[HOW TO COMPLETE THIS TASK]: Take the lines below from the first through the one that contains "positive clicks: (125, 325)" and copy them exactly.

Entries taken from a collection:
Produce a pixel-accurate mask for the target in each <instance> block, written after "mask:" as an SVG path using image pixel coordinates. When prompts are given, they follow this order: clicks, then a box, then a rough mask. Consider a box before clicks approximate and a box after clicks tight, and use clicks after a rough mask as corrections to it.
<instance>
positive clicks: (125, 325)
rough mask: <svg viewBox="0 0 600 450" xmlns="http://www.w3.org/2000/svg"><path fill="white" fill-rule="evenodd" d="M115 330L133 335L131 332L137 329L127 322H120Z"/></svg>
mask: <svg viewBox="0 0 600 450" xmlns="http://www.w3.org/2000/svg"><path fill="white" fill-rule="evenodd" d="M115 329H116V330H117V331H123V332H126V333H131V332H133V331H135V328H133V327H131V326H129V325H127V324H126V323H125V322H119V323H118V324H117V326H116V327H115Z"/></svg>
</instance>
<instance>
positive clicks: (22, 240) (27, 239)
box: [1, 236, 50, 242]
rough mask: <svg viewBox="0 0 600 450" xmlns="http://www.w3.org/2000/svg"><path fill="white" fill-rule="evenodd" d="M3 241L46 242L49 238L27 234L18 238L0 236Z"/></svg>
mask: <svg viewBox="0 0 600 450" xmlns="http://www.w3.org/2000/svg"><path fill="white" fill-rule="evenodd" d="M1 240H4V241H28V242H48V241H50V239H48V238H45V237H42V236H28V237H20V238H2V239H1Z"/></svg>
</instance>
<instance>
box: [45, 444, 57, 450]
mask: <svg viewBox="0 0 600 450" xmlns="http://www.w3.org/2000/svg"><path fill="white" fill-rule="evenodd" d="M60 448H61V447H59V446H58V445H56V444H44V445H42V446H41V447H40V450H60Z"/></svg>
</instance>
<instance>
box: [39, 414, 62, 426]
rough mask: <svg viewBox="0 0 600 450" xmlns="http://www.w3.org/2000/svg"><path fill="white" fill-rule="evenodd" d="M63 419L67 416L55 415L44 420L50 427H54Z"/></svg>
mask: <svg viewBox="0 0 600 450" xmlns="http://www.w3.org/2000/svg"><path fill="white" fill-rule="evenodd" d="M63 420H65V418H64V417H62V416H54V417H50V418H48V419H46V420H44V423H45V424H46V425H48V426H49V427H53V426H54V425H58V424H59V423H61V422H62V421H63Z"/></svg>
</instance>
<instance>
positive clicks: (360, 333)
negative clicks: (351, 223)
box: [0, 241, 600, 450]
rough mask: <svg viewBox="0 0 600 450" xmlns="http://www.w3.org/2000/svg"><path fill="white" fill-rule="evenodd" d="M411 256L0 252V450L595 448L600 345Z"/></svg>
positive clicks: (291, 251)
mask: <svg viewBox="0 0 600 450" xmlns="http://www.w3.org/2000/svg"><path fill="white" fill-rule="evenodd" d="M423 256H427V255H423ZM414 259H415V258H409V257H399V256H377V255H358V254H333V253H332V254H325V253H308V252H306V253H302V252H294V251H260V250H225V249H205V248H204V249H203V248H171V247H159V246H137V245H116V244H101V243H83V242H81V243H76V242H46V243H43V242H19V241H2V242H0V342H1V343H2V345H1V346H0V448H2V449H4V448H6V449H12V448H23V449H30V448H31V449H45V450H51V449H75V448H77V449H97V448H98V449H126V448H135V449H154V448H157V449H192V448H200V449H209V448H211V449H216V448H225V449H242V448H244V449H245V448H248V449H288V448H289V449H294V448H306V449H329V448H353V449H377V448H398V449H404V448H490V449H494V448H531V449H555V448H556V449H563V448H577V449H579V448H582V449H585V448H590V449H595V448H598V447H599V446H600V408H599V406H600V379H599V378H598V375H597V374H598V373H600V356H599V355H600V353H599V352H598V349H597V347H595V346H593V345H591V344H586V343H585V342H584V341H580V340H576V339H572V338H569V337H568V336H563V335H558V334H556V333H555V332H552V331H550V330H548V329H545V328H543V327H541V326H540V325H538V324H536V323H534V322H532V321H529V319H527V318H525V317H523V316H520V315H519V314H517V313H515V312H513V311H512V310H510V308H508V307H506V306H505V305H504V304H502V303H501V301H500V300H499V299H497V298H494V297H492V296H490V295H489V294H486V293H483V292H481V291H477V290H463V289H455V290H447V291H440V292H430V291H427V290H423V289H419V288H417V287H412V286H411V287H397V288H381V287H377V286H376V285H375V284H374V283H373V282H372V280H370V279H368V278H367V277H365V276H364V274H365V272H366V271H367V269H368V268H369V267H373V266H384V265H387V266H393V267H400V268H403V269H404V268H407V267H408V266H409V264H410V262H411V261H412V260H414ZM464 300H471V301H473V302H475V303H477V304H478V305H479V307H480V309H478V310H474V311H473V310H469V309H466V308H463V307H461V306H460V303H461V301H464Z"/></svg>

[ANSWER SPACE]:
Produce a pixel-accurate mask for the target in each <instance> block, written after "mask:" as an SVG path using image pixel coordinates. When prompts are given, they follow this order: clicks, then a box, then a rough mask. Consider a box before clicks approximate and a box after clicks tight, and use clicks after a rough mask as corrections to it.
<instance>
positive clicks: (125, 325)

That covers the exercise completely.